• _Artikel_:

______________________________

KontraS Aceh Tolak Pembangunan Batalyon, Sebut Langgar Semangat Perdamaian Helsinki

Arah Baru – KontraS Aceh menyatakan penolakan terhadap rencana pemerintah membangun empat Batalyon Teritorial Pembangunan (YTP) di wilayah Aceh, karena dinilai berpotensi mencederai semangat perdamaian yang telah disepakati bersama.
Kesepakatan damai tersebut termaktub dalam Perjanjian Helsinki tahun 2005, yang menjadi tonggak berakhirnya konflik bersenjata selama hampir 30 tahun di daerah itu.
Azharul Husna, Koordinator KontraS Aceh, menegaskan bahwa dalam MoU Helsinki secara jelas disebutkan pembatasan jumlah personel militer dan kepolisian di Aceh.
Disebutkan bahwa keberadaan pasukan militer aktif dibatasi maksimal 14.700 personel, sementara kekuatan kepolisian organik dibatasi hingga 9.100 personel saja.
Sebelum membahas rencana penambahan satuan militer baru, Husna menyarankan agar pemerintah terlebih dahulu melakukan audit jumlah personel TNI yang kini bertugas di Aceh, guna memastikan kesesuaian dengan komitmen damai yang telah disepakati.
“Penting bagi pemerintah untuk memonitoring apakah jumlah tersebut masih sesuai dengan kesepakatan, atau diduga malah sudah bertambah sejak lama,” tegas Husna, Rabu (7/15/2025).
Perjanjian Helsinki juga memuat ketentuan penting yang melarang pengerahan militer dalam jumlah besar pasca-penandatanganan. Menanggapi hal itu, KontraS Aceh menilai bahwa rencana pendirian empat batalion baru jelas melanggar prinsip-prinsip yang telah disepakati dalam perjanjian tersebut.
“Artinya, rencana pembangunan empat bataliom ini dapat mengancam stabilitas perdamaian yang telah dijaga selama hampir 20 tahun di Aceh,” ungkapnya.
KontraS Aceh juga mengkritik kelambanan reformasi institusional di Aceh, khususnya dalam konteks keadilan transisi setelah berakhirnya konflik.
Proses ini dinilai masih jauh dari harapan, karena kurangnya transparansi dan jaminan bahwa pelaku pelanggaran HAM masa lalu tidak akan menempati posisi-posisi penting dalam struktur militer di Aceh.
“Tanpa itu, keadilan transisi di Aceh jelas melemah, karena pemerintah abai pada hak korban untuk mendapat jaminan ketidakberulangan,” jelas Husna.
Ekspansi Ranah Sipil
Dinas Penerangan Angkatan Darat dengan tegas mengklaim bahwa pembentukan batalyon teritorial bertujuan untuk mendukung pencapaian swasembada pangan.

______________________________

• _Data Tercatat_:
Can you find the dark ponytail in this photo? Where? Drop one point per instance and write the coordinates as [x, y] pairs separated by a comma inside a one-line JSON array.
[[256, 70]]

______________________________

Lanjutkan artikel tentang penolakan KontraS Aceh terhadap pembangunan batalyon di Aceh, mulai dari sesudah kalimat terakhirnya. Baris-baris data ini diambil dari sumber lain.

Setiap batalyon nantinya akan dilengkapi dengan unit-unit yang meliputi kompi peternakan, pertanian, perikanan, dan kesehatan.
Batalyon-batalyon ini direncanakan akan dibangun di empat wilayah, yaitu Pidie, Nagan Raya, Aceh Tengah, dan Aceh Singkil.
Namun, pernyataan ini mendapatkan kritikan karena keberadaan batalyon yang memiliki unit-unit tersebut malah berpotensi mengurangi peran penting yang seharusnya dijalankan oleh masyarakat sipil.
Azharul Husna, Koordinator KontraS Aceh, menilai bahwa seharusnya tugas-tugas tersebut dikelola oleh pihak sipil, dalam hal ini pemerintah daerah yang bertanggung jawab untuk menjalankan peran subordinasi.
Keberadaan batalyon yang memiliki fungsi-fungsi tersebut justru dianggap sebagai upaya untuk menghidupkan kembali konsep dwifungsi ABRI, yang kini dilihat sebagai bagian dari kebijakan yang diterapkan oleh pemerintah saat ini.
“Kita punya Bulog, Dinas Pertanian, kelompok tani, dan lain-lain, yang memang ahlinya. Ada peran subordonasi di sana, sehingga solusinya bukan malah pembentukan batalion,” imbuhnya.
Menjadikan TNI sebagai alat negara dalam sektor-sektor tersebut dikhawatirkan berpotensi melanggengkan militerisasi sipil. Beleid ini berpeluang menciptakan ketegangan, tindakan represi, dan pelanggaran HAM.
“Penambahan pasukan perlu dipertanyakan. Jika alasan utamanya untuk ketahanan pangan, ini lebih tepat menjadi kewenangan sektor sipil, TNI tidak seharusnya mengambil alih tugas sipil,” tegasnya.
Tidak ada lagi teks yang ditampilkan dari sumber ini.